> [Exercise task 1]:
Copy the passage about Carter's presidency, starting at the words "In truth, Carter" and ending at "truth to it.", with "chief of staff" changed to "top aide".
> [Exercise task 2]:
Pick up the passage about Carter's presidency after its last sentence and keep writing.

> [Document text]:

........

Carter's dark horse candidacy overtook and then lapped the Democratic field from the far outside in 1976. Carter was the model of a "New South" white politician: a fusion of traditional southern conservative and Christian Democratic values, minus the Dixiecrat segregationist baggage.

In truth, Carter was inevitable well before Election Day. But from almost the day after, Carter began battling with Congress. There were always fights between Hamilton Jordan, Carter's chief of staff, and the Democrats. Always, Jordan actually thought Carter could govern while ignoring the House of Representatives. His attitude made for a very rough honeymoon. How do you, as president, dismiss one half of Congress that your own party controls? I guess the explanation was that Carter was really a naval officer and not a politician. Moreover, Carter thought his mandate came from the American electorate, not the liberal-leaning Democratic leadership in the House, a belief that had some truth to it.

........

> [Source data]:
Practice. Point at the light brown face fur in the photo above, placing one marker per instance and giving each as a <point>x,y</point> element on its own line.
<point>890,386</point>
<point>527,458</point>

........

> [Written response 1]:
In truth, Carter was inevitable well before Election Day. But from almost the day after, Carter began battling with Congress. There were always fights between Hamilton Jordan, Carter's top aide, and the Democrats. Always, Jordan actually thought Carter could govern while ignoring the House of Representatives. His attitude made for a very rough honeymoon. How do you, as president, dismiss one half of Congress that your own party controls? I guess the explanation was that Carter was really a naval officer and not a politician. Moreover, Carter thought his mandate came from the American electorate, not the liberal-leaning Democratic leadership in the House, a belief that had some truth to it.

> [Written response 2]:
Source: A Bad Day Since, by Charles Rangel, p.217-218 , Aug 5, 2008

2002: won Nobel Peace Prize for post-presidential work

In 2002, President Jimmy Carter won the Nobel Peace Prize, largely for his work after leaving the White House in fighting to eradicate guinea worm and river blindness in Africa, helping poor nations to become self-sufficient in food production, promoting human rights, building homes with Habitat for Humanity, and monitoring elections in troubled democracies to make sure that all eligible citizens can vote and that their votes are counted.
Source: Giving, by Bill Clinton, p. 6 , Sep 4, 2007

My faith goes beyond religion and requires work

I have one life and one chance to make it count for something.I am free to choose what that something is, and the something I've chosen is my faith. Now, my faith goes beyond theology and religion and requires considerable work and effort. My faith demands--this is not optional--my faith demands that I do whatever I can, wherever I am, whenever I can, for as long as I can with whatever I have, to try to make a difference.
Source: Be the Change, by Michelle Nunn, p. 23 , Nov 1, 2006

Fundamentalist politicians divide our country

Recent debates have both Democratic and Republican Parties relying on vituperative commercials to win elections, congressional deliberations increasingly characterized by partisan animosity, and our entire population having adopted "red" and "blue" as habitual descriptive phrases.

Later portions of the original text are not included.